Passage to read:
Hanns Alexander was the son of a prosperous German family who fled Berlin for London in the 1930s.

Rudolf Höss was a farmer and soldier who became the Kommandant of Auschwitz Concentration Camp and oversaw the deaths of over a million men, women and children.

In the aftermath of the Second World War, the first British War Crimes Investigation Team is assembled to hunt down the senior Nazi officials responsible for the greatest atrocities the world has ever seen. Lieutenant Hanns Alexander is one of the lead investigators, Rudolf Höss his most elusive target.

In this book Thomas Harding reveals for the very first time the full, exhilarating account of Höss’ capture. Moving from the Middle-Eastern campaigns of the First World War to bohemian Berlin in the 1920s, to the horror of the concentration camps and the trials in Belsen and Nuremberg, it tells the story of two German men whose lives diverged, and intersected, in an astonishing way.
For more information visit: www.hannsandrudolf.com

Hanns Alexander was the son of a prosperous German family who fled Berlin for London in the 1930s.

Rudolf Höss was a farmer and soldier who became the Kommandant of Auschwitz Concentration Camp...

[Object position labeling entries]
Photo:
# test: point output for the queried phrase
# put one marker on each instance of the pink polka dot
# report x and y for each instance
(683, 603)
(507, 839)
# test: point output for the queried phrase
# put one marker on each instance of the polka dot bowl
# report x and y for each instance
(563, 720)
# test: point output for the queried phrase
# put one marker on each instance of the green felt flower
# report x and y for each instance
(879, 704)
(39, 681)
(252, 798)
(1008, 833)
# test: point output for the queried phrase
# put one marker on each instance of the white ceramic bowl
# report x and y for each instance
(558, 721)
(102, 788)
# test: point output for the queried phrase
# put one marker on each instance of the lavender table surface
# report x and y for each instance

Written request A: Please explain, in one to three sentences, why the book description says the first British War Crimes Investigation Team was assembled.
Written request B: Select every line of the entries that contains the word "marker".
The book description and the entries have no connection to each other.

Answer A: The team was assembled to hunt down the senior Nazi officials responsible for the greatest atrocities the world has ever seen. It was formed in the aftermath of the Second World War.

Answer B:
# put one marker on each instance of the pink polka dot
# put one marker on each instance of the polka dot bowl
# put one marker on each instance of the green felt flower
# put one marker on each instance of the white ceramic bowl
# put one marker on each instance of the lavender table surface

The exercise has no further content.